Introduction

A cleft lip and palate (CLP) is a relatively common congenital malformation, with an incidence of about 1 in 700 newborns in the Caucasian population [1]. While an isolated cleft lip primarily is an aesthetic problem, complete CLP may cause velopharyngeal insufficiency (VPI) which can interfere with speaking, breathing, and swallowing. Often CLP is associated with an articulation disorder generally regarded as compensation to an anatomical abnormity leading to VPI. This may lead to dysfunctions not only of the velopharyngeal sphincter, but also of the entire vocal tract [2]. CLP-associated VPI typically leads to deviations in the resonance such as hypernasality or hyponasality, nasal air emission and weak pressure consonants, and compensatory articulation [3].

VPI is an eminently clinical diagnosis. Any surgical intervention to correct the underlying anatomy should be planned, based on the combination of video-naso-pharyngoscopy and multiplanar videofluoroscopy. Magnetic resonance imaging is an emerging diagnostic tool, however, to date not widely adopted [4, 5].

■ **Dataset records**:
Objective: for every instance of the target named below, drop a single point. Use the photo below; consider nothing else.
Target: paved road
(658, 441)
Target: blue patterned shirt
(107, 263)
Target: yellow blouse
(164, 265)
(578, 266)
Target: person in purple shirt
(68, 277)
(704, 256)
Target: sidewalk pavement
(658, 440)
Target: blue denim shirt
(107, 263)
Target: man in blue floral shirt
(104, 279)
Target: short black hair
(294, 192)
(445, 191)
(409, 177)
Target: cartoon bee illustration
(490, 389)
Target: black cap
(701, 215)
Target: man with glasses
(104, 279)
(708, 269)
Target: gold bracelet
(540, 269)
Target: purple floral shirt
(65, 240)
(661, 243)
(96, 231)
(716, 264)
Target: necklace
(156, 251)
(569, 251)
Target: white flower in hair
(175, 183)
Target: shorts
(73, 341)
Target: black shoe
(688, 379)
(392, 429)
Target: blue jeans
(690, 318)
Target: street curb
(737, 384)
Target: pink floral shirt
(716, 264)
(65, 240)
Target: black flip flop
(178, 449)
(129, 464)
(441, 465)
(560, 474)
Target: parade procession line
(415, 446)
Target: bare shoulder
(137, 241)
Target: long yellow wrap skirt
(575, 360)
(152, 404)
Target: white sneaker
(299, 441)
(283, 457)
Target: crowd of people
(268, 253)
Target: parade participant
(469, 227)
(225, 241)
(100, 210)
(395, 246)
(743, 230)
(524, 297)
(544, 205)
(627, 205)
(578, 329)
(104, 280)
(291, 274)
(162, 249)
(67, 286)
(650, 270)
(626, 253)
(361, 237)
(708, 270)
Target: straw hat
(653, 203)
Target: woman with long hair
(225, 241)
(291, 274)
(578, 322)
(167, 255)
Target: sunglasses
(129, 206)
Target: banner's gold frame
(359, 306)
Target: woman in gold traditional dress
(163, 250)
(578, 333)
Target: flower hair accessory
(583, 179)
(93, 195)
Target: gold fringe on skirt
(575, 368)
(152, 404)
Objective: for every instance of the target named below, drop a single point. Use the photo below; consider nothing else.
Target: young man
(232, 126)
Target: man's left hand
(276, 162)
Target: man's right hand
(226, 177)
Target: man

■ **Your tasks**:
#1 Reproduce the portion of the passage on cleft lip and palate starting at "Introduction" and ending at "compensatory articulation [3].".
#2 In the passage on cleft lip and palate, what incidence of cleft lip and palate is given for the Caucasian population?

■ **Answers by item**:
#1
Introduction

A cleft lip and palate (CLP) is a relatively common congenital malformation, with an incidence of about 1 in 700 newborns in the Caucasian population [1]. While an isolated cleft lip primarily is an aesthetic problem, complete CLP may cause velopharyngeal insufficiency (VPI) which can interfere with speaking, breathing, and swallowing. Often CLP is associated with an articulation disorder generally regarded as compensation to an anatomical abnormity leading to VPI. This may lead to dysfunctions not only of the velopharyngeal sphincter, but also of the entire vocal tract [2]. CLP-associated VPI typically leads to deviations in the resonance such as hypernasality or hyponasality, nasal air emission and weak pressure consonants, and compensatory articulation [3].

#2 About 1 in 700 newborns.